-- OBJECTIVE --
From the article on Financial Relationships below, reproduce word for word the passage starting at "This approach means" and ending at "improve client service.".
------ GIVEN TEXT ------
Money Marketing: the hub of the matter
Financial Relationships joint founder Alex Morris describes how the firm is taking a hub and spoke approach to service by building professional connections and making advice the product
Historically, it has often been the accountant or the solicitor that is the “trusted adviser” but London-based Financial Relationships is aiming to put itself firmly at the centre of its clients’ financial affairs. It has set out to be a translator of financial information. Through forging partnerships with other professionals, it aims to provide a one-stop shop for clients, meaning they do not have to have to negotiate a disparate series of advisers to manage their different needs. As such, it believes it is moving towards a post- RDR model of financial advice.
The partnership was formed by Pat Peters, Alex Morris and Edward Dolan-Abrahams in July 2008, just two months before the Lehmans collapse. Individually, the three partners had amassed around 80 years of experience. Since then, the group has recruited four advisers and three support staff. It has built a series of professional connections and is on track to achieve RDR compliance well ahead of schedule.
Morris admits that starting in July 2008 presented some challenges but the partners took a prudent approach by overstating costs and understating revenues. It has a solid client base, with a core of City professionals and has recently hired Ed Wilby, a former investment banker, to build up the next generation of clients through – among other things – an increased focus on social media. The group believes it is there to help clients understand financial information. As such, it believes in “plain English” definitions and avoiding complex products.
As with most IFAs, clients have historically been recommended to Financial Relationships when they are going through a life change – marriage, having children, retirement, sale of a business or receiving an inheritance. The group wants to build on that to become the hub of a client’s financial affairs. It will give core financial planning advice and then introduce clients to trusted partners for mortgage advice, will and estate planning, accountancy and other services. This huband- spoke approach means clients can choose how much or how little advice they want. It also means the group may not necessarily transact on a client’s behalf but can tell them where to do so. In essence, advice becomes the product.
This approach means that professional connections are an increasingly important part of building the business. The group has recently partnered with currency broker World First to cross-refer clients providing a foreign exchange service to their clients and financial advice to World First’s clients. It already has an arrangement with Mortgage Select and Watermark Legal Services. At first, these relationships were informal but as clients got excellent service, the group has streamlined and formalised the introductory process to improve client service.
Social media is growing in importance for the group. At the moment, it is limited to newsletters and Twitter updates but there are plans to improve the website and use tools such as Facebook and LinkedIn. Hiring Wilby brings a dedicated person to this part of the group’s business development strategy. Morris says: “It is all about building the business around individuals who value our service.”
Dolan-Abrahams recognises that in building the future of the business, there will inevitably be some investment by the group. For example, it will foster relationships with clients in good jobs that are likely to be senior managers or running their own businesses in 10-15 years. However, he believes that post-RDR financial advice can no longer be for the mass market, adding: “Although we can and do undertake pro bono work, we cannot base our business model on that.”
’It is all about educating the client’
In preparation for the RDR, Financial Relationships has undergone a client segmentation exercise but has embraced as many existing clients as possible. Every piece of work is time-costed and fees are outlined upfront. The first meeting is free but the group then makes it clear that all further advice must be paid for.
------ EXTRACTED DATA ------
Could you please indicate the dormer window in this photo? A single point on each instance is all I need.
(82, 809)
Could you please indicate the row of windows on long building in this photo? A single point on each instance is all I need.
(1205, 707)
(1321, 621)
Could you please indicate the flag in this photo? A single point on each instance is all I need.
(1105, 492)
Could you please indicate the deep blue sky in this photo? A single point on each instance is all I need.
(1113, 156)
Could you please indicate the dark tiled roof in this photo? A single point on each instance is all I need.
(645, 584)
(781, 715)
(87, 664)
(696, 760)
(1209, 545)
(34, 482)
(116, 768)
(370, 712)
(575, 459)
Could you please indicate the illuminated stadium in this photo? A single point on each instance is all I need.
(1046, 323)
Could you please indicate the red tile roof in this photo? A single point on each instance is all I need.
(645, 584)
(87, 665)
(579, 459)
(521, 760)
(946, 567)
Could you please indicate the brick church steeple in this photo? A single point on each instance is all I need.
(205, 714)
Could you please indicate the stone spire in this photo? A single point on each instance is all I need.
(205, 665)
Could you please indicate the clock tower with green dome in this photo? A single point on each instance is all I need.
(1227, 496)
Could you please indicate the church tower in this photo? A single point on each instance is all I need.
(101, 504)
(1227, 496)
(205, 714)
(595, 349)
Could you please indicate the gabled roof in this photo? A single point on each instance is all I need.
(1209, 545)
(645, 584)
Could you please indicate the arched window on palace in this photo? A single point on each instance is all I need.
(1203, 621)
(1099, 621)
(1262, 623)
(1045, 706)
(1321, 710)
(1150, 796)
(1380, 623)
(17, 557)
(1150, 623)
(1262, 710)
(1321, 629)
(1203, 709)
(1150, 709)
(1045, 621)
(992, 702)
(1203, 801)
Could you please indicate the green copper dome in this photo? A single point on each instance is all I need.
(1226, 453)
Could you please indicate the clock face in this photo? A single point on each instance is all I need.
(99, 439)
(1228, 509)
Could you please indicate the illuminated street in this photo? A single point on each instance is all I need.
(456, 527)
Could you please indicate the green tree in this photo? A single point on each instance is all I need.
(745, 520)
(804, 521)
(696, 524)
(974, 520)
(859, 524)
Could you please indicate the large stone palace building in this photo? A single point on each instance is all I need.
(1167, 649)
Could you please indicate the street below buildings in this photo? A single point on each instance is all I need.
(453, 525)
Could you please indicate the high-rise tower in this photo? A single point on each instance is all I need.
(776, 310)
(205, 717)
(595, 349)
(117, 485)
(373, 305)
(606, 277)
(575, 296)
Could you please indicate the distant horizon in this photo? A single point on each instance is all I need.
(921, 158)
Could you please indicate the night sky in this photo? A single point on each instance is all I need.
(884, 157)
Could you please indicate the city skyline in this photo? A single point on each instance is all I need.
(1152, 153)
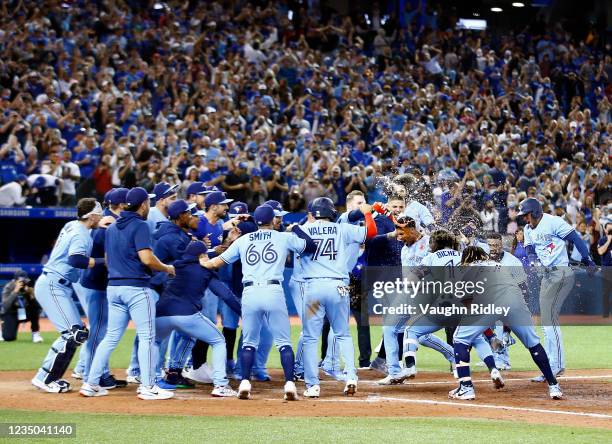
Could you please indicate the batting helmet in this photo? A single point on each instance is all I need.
(531, 206)
(323, 208)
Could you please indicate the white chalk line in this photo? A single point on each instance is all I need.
(469, 404)
(560, 378)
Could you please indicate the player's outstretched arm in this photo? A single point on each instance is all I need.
(311, 247)
(581, 246)
(224, 292)
(147, 257)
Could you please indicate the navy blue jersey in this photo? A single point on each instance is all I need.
(182, 295)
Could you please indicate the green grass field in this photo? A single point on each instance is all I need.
(586, 347)
(96, 428)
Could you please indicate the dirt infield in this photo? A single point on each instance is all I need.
(588, 400)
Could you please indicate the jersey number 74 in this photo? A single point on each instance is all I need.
(326, 248)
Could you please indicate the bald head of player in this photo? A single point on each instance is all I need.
(89, 212)
(441, 239)
(354, 200)
(496, 246)
(396, 205)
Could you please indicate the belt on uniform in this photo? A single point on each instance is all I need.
(60, 281)
(270, 282)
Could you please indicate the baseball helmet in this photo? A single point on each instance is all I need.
(323, 208)
(531, 206)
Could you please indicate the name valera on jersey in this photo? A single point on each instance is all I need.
(260, 235)
(313, 231)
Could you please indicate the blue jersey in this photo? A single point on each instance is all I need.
(155, 216)
(263, 254)
(73, 239)
(548, 240)
(124, 239)
(335, 242)
(214, 232)
(420, 213)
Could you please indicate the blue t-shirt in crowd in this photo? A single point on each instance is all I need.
(124, 239)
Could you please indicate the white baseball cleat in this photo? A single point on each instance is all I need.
(290, 391)
(404, 374)
(91, 391)
(244, 390)
(497, 379)
(59, 386)
(37, 338)
(554, 391)
(153, 393)
(314, 391)
(463, 393)
(388, 380)
(202, 374)
(223, 391)
(350, 388)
------
-- RESULT OF THE EXERCISE --
This approach means that professional connections are an increasingly important part of building the business. The group has recently partnered with currency broker World First to cross-refer clients providing a foreign exchange service to their clients and financial advice to World First’s clients. It already has an arrangement with Mortgage Select and Watermark Legal Services. At first, these relationships were informal but as clients got excellent service, the group has streamlined and formalised the introductory process to improve client service.